* [Task list]
**1)** Do these three statements agree with the forum thread on big data? Answer yes or no for each, and quote the words of the thread that decide it. (a) The thread cites Wiener and Bronson (2014) for the figure that Facebook generates 4 new petabytes daily. (b) The thread says that data uploaded by users is of uniformly high quality. (c) The thread defines viscosity as the durability of the data.
**2)** Continue the forum thread on big data from the point where it stops.

* [Exercise text]
::::::::::
- This topic has 13 replies, 8 voices, and was last updated 6 months, 1 week ago by
Tanaphum Wichaita.
-
AuthorPosts
-
-
2024-09-09 at 4:19 pm #45438
Saranath
KeymasterCan you give an example of data that you think it could be considered as “Big Data”? What are the characteristics of the data that fit into 5Vs, or 7Vs, or 10Vs of Big data characteristics?
-
2024-09-16 at 8:12 am #45486
Aung Thura Htoo
ParticipantAn example of bid data in today’s age is the data generated by social media like Facebook, Instagram, and Twitter. According to Wiener and Bronson (2014), Facebook generates 4 new petabytes daily (4,000,000 GB). It meets the general criteria of big data that is very complex, hard to process, and growing at a very fast pace.
5Vs Characteristics:
Volume: As I mentioned above, it generates nearly 4 million GB of data daily, so, the volume is large.
Velocity: 4 million GB per day highlights the fast-paced growth of the data.
Variety: The daily generated new data includes data of different formats and types including tweets, hyperlinks, embedded photos, videos, live stream data, and so on.
Veracity: Since most data is uploaded by the users, the quality of the data is diverse, and vary. But some standard Facebook records like number of clicks, and views are of high reliability as it is recorded using standardized methods.
Value: Analyzing those data can have a great value in understanding consumer behavior, and market trends, as well as targeted advertisement for potential buyers.7Vs Characteristics: (Khan et al., 2018)
Variability: The flow of data is inconsistent, since the new and evolving updates like introducing live stream, and reels, and the changes in posting behavior of the users.
Viscosity: It refers to the complex nature of the data, that includes processing unstructured data like text in user’s posts and comments.10Vs Characteristics: (Khan et al., 2018)
Volatility: It means the durability of the data (lifetime of data stored). For example, some posting and clicking data will not be relevant in a few years later, and retention requirements is another important aspect for big data.
Viability: Not all the collected data will be useful, and determining usefulness of variables in the big data for future prediction modelling is another important aspect of the big data.
Validity: After ensuring the veracity of the data, the validity of the data-driven decision is another important property of the big data. For example, filtering and checking bot-generated data to detect misinformation and hate speech ensures validity of Facebook community standard restriction warnings.References
Khan, N., Alsaqer, M., Shah, H., Badsha, G., Abbasi, A., & Salehian, S. (2018). The 10 Vs, issues and challenges of big data. Proceedings of the 2018 International Conference on Big Data and Education, 52-56. https://doi.org/10.1145/3206157.3206166.
::::::::::
* [Source data]
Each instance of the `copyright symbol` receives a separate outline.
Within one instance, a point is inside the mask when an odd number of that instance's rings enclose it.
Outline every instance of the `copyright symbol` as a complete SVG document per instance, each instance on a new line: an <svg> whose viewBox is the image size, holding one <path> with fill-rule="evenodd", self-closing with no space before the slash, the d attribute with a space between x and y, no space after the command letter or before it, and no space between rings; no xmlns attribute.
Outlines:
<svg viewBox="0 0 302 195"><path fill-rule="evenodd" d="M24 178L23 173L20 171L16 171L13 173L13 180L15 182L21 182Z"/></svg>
::::::::::
* [Answers for the exercise]
**1)**
(a) Yes: "According to Wiener and Bronson (2014), Facebook generates 4 new petabytes daily (4,000,000 GB)."
(b) No: "Since most data is uploaded by the users, the quality of the data is diverse, and vary."
(c) No: "Viscosity: It refers to the complex nature of the data"

**2)**
Wiener, J., & Bronson, N. (2014, October 22). Facebook’s top open data problems. Facebook Research. https://research.facebook.com/blog/2014/10/facebook-s-top-open-data-problems/. -
2024-09-18 at 8:28 am #45559
Cing Sian Dal
ParticipantBefore explaining Big Data characteristics, I would like to mention the evolution of humans first.
In the Stone Age, humans lived a hunter-gatherer lifestyle. It didn’t stop there, humans evolved to the agricultural revolution where humans began the development of agriculture and domestication of animals. Humans didn’t end there. It continued to the Industrial Revolution where the invention of machines, and electricity led to rapid urbanization and industrialization. Human evolution did not end there; they kept getting better into the information age where the development of computers and the internet transformed communication and global connectivity. Humans continued to advance into globalization and now artificial intelligence. Here, you can see the characteristics of humans evolving through different evolution
Similarly, the characteristics of Big Data started with 3Vs and progressed to 5Vs, 7Vs, and then 10Vs. Initially, the definition of Big Data satisfied with three characteristics: Volume (the large quantity of data), velocity (the speed of data processing), and variety (various forms of data types); however, eventually, it was no longer true. It transitioned into the need for two additional characteristics: Veracity (the trustworthiness or accuracy of the data) and value (the usefulness or benefits of the data). Over time, Big Data possessed two additional characteristics: Variability (the inconsistencies or changes over time), and Visualization (the ability of data presentation). As time goes by, Big Data has grown into 10Vs in which the new three characteristics are Validity (the accuracy of data for intended use), Volatility (the lifespan of data or data relevance), and Vulnerability (the security and privacy of data).
As an example, let’s suppose that we own a private hospital. As an earlier stage, we implemented electronic health records which require:
Volume: The massive amount of patient data including past medical history, lab test results, and treatment plans
Velocity: EHR data are constantly being updated as patients receive treatment, tests are performed, and diagnoses are made.
Variety: EHRS data contains structured data (vital signs, blood pressure, blood type, etc.) and unstructured data (physician notes, etc.)
Then, our hospital has advanced into integrating with wearable health devices for specific patients. In this case, the following characteristics can be seen:
Veracity: Data collected through wearable devices are made sure to be reliable and accurate
Value: The insightful values such as early disease detection and personalized health recommendations are given back using the collected data.
As time goes by, the hospital has incorporated genomic medicine which involves:
Variability: Genetic data are greatly varied with individuals and populations requiring a sophisticated analytic system.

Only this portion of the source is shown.